[Start of Attachment]

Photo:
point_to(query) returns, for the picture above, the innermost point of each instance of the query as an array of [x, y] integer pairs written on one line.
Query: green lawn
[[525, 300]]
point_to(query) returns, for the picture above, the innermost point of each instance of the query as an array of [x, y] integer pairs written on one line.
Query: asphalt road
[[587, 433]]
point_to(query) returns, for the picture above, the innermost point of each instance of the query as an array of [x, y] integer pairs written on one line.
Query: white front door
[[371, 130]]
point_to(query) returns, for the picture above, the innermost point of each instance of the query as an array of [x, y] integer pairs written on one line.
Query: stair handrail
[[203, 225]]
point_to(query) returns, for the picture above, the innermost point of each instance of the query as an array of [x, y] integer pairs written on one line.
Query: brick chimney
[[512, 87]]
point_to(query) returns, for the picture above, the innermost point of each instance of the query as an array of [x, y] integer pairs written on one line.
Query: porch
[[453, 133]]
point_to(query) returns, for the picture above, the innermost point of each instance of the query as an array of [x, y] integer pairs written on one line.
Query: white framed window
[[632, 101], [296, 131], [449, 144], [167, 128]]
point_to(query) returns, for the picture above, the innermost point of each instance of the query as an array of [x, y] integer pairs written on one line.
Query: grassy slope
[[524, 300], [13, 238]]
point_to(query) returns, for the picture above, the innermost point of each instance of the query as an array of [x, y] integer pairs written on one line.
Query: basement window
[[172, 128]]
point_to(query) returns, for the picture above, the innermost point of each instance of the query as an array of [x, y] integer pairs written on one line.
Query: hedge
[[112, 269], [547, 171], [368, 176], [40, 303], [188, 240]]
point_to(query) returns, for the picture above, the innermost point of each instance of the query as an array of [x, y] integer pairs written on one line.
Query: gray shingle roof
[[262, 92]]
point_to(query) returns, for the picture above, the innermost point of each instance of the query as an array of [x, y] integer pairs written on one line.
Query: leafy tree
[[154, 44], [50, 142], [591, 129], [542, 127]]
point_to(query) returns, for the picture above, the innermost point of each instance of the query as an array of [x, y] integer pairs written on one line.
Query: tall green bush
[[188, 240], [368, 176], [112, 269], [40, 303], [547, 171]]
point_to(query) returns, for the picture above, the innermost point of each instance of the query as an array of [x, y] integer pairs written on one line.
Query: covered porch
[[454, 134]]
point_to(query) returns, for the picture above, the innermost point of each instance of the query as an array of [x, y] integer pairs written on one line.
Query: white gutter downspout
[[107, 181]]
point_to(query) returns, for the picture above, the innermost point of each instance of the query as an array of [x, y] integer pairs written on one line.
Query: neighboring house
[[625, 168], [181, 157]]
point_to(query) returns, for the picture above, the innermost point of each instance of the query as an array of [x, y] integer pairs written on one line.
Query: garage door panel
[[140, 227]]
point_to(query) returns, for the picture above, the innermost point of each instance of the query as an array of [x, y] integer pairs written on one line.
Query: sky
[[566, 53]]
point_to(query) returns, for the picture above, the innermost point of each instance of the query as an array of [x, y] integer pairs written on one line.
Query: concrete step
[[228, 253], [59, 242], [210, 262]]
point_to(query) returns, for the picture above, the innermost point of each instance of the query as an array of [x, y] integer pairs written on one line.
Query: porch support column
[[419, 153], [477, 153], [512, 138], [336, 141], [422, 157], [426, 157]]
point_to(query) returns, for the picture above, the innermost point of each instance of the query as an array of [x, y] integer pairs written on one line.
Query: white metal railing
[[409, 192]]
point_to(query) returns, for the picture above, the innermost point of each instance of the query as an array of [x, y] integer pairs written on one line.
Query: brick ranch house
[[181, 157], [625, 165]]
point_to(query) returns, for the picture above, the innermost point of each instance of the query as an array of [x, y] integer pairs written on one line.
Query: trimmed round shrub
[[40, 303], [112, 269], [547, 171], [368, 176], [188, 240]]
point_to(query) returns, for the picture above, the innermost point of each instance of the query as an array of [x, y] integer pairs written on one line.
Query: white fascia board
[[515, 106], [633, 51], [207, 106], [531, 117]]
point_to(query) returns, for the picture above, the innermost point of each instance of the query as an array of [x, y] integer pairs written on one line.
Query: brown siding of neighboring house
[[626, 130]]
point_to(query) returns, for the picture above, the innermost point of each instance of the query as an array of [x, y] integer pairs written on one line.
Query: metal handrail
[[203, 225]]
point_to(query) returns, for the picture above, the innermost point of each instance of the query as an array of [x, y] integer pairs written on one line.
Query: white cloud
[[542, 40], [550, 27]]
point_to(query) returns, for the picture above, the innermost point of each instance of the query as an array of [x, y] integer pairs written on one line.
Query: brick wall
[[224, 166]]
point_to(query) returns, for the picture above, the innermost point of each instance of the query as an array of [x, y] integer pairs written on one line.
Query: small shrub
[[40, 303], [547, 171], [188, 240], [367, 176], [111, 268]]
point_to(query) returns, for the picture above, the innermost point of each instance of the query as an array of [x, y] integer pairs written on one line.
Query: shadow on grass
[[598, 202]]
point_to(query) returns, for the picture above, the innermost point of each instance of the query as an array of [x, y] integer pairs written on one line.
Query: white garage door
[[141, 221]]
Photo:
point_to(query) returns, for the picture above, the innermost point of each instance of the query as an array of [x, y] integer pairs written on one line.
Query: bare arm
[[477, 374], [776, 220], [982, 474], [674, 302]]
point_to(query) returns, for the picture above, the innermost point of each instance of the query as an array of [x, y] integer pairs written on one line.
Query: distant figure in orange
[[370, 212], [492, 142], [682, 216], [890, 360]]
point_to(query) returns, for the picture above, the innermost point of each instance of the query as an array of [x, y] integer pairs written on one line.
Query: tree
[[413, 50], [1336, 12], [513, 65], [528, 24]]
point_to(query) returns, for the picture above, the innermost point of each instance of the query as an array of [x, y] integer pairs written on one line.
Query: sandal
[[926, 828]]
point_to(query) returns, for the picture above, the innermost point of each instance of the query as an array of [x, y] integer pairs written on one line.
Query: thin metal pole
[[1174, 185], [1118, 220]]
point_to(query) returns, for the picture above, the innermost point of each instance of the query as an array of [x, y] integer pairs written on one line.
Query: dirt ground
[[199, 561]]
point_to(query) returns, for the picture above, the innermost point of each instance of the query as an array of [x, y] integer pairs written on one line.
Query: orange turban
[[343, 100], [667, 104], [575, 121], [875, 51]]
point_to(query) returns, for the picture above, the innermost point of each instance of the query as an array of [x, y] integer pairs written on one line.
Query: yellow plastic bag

[End of Attachment]

### About this task
Your response should consist of the listing, reproduced exactly.

### Answer below
Photo:
point_to(query) returns, for the picture above, the innermost point of each instance of the query as an array of [x, y] integer pairs written on one line.
Query: green lawn
[[525, 300]]
point_to(query) returns, for the picture above, the innermost point of each instance of the query as an array of [x, y] integer pairs written on one line.
Query: asphalt road
[[587, 433]]
point_to(query) returns, for the picture above, the innermost point of each instance of the query as an array of [x, y] integer pairs written on one line.
Query: white front door
[[371, 130]]
point_to(query) returns, for the picture above, the innermost point of each instance of the query as an array of [x, y] integer pairs written on one line.
Query: stair handrail
[[203, 225]]
point_to(query) returns, for the picture above, the innermost point of each instance of the query as an array of [x, y] integer pairs written on one line.
Query: brick chimney
[[512, 87]]
point_to(query) returns, for the picture above, the innermost point of each instance of the query as an array of [x, y] integer pairs written on one line.
Query: porch
[[453, 133]]
point_to(query) returns, for the picture above, the innermost point of each instance of the query as an array of [x, y] integer pairs written on one line.
Query: white framed window
[[632, 101], [296, 131], [449, 144], [167, 128]]
point_to(query) returns, for the picture above, the innermost point of each instance of the query as an array of [x, y] integer pairs written on one line.
Query: grassy slope
[[524, 300], [13, 238]]
point_to(query) returns, for the picture above, the innermost point of each instance of the query as an array of [x, y] integer pairs written on one line.
Query: basement window
[[172, 128]]
point_to(query) returns, for the picture above, the innermost point of each instance of the query as an array of [x, y] integer pairs written on one line.
Query: hedge
[[112, 269], [547, 171], [368, 176], [40, 303], [188, 240]]
point_to(query) returns, for the picture above, the innermost point of each instance of the query as an array of [x, y] integer pairs written on one line.
Query: gray shingle roof
[[262, 92]]
point_to(query) returns, for the picture above, the innermost point of each instance of the query as an array of [x, y] integer pairs written on one line.
Query: leafy tree
[[154, 44], [50, 142], [591, 129], [542, 127]]
point_to(query) returns, for the picture above, the innermost point of each instance of the query as an array of [x, y] integer pairs written on one line.
Query: tall green bush
[[188, 240], [368, 176], [112, 269], [40, 303], [547, 171]]
point_to(query) returns, for the picture above, the innermost point of each instance of the query as an array of [x, y] integer pairs written on one line.
Query: covered porch
[[454, 134]]
point_to(query) returns, for the picture above, the innermost point of each instance of the query as an array of [x, y] integer pairs written on one line.
Query: white gutter downspout
[[107, 181]]
point_to(query) returns, for the picture above, the innermost point of each instance of the query as an array of [x, y] integer pairs written on one line.
Query: neighboring house
[[625, 168], [181, 157]]
point_to(query) returns, for the picture above, the innermost point of each instance of the query as an array of [x, y] integer pairs written on one line.
Query: garage door panel
[[140, 227]]
point_to(query) returns, for the picture above, the innermost point of each instance of the query as an array of [x, y] integer pairs written on one line.
Query: sky
[[566, 53]]
point_to(query) returns, for the picture above, the innermost point of each instance of the query as an array of [x, y] integer pairs written on one line.
Query: concrete step
[[228, 253], [59, 242], [210, 262]]
point_to(query) returns, for the picture above, the innermost point of each instance of the query as an array of [x, y] integer pairs written on one line.
Query: porch support column
[[419, 153], [477, 153], [512, 138], [336, 141], [422, 157], [426, 157]]
point_to(query) returns, for the picture above, the innermost point of each instance of the query as an array of [x, y] integer pairs written on one line.
Query: white metal railing
[[409, 192]]
point_to(query) returns, for the picture above, the innermost point of each instance of the query as an array of [x, y] integer pairs written on one line.
Query: brick ranch house
[[181, 157], [625, 165]]
point_to(query) returns, for the picture above, the innermost point of each instance of the query as an array of [x, y] integer pairs written on one line.
Query: trimmed round shrub
[[40, 303], [112, 269], [547, 171], [368, 176], [188, 240]]
point_to(query) returns, for the picture above, the innermost point of each instance of the query as an array of [x, y] integer pairs written on one line.
Query: white fascia board
[[515, 106], [633, 51], [207, 106], [531, 117]]
point_to(query) returns, for the picture above, the innermost point of each instance of the query as an array of [x, y] integer pairs written on one line.
Query: brown siding of neighboring house
[[626, 130]]
point_to(query) returns, for the picture above, the innermost point of each instance of the query as an array of [x, y] integer pairs written on one line.
Query: metal handrail
[[203, 225]]
point_to(query) returns, for the picture above, the innermost point of each instance of the query as an array of [x, y] integer pairs written on one line.
Query: white cloud
[[542, 40], [550, 27]]
point_to(query) returns, for the picture above, the innermost point of each instance of the query as an array of [x, y] integer pairs written on one line.
Query: brick wall
[[224, 166]]
point_to(query) returns, for the picture above, the innermost point of each instance of the query as an array of [x, y] integer pairs written on one line.
Query: small shrub
[[40, 303], [547, 171], [188, 240], [367, 176], [111, 268]]
point_to(query) returns, for the picture above, the innermost point of each instance of the query as an array of [x, y] integer pairs written on one line.
Query: shadow on grass
[[598, 202]]
point_to(query) returns, for the picture above, the innermost point of each instance of the query as an array of [x, y] integer pairs written on one line.
Query: white garage door
[[141, 221]]
Photo:
point_to(query) returns, for the picture above, the innermost point of each instance of the query as an array of [x, y] integer pairs written on one line.
Query: bare arm
[[477, 374], [776, 220], [982, 474], [674, 302]]
point_to(query) returns, for the picture above, the innermost point of each instance of the query as an array of [x, y] integer pairs written on one line.
Query: distant figure in orange
[[370, 212], [492, 142], [682, 216], [890, 360]]
point_to(query) returns, for the picture above, the innermost point of each instance of the query as an array of [x, y] integer pairs written on one line.
Query: tree
[[413, 50], [1336, 12], [513, 65], [528, 24]]
point_to(query) returns, for the picture above, the innermost point of each instance of the query as an array of [x, y] integer pairs written on one line.
Query: sandal
[[926, 828]]
point_to(query) returns, for the picture above, the innermost point of each instance of the query as an array of [x, y] integer pairs written on one line.
Query: thin metal pole
[[1174, 185], [1118, 220]]
point_to(query) returns, for the picture above, the innermost point of each instance of the query as an array of [x, y] integer pairs written on one line.
Query: dirt ground
[[199, 561]]
point_to(query) returns, for the picture above, the innermost point of each instance of the query as an array of [x, y] integer pairs written on one line.
Query: orange turban
[[343, 100], [667, 104], [575, 121], [875, 51]]
point_to(query) returns, for the picture above, the innermost point of each instance of the query as an array of [x, y] integer pairs written on one line.
Query: yellow plastic bag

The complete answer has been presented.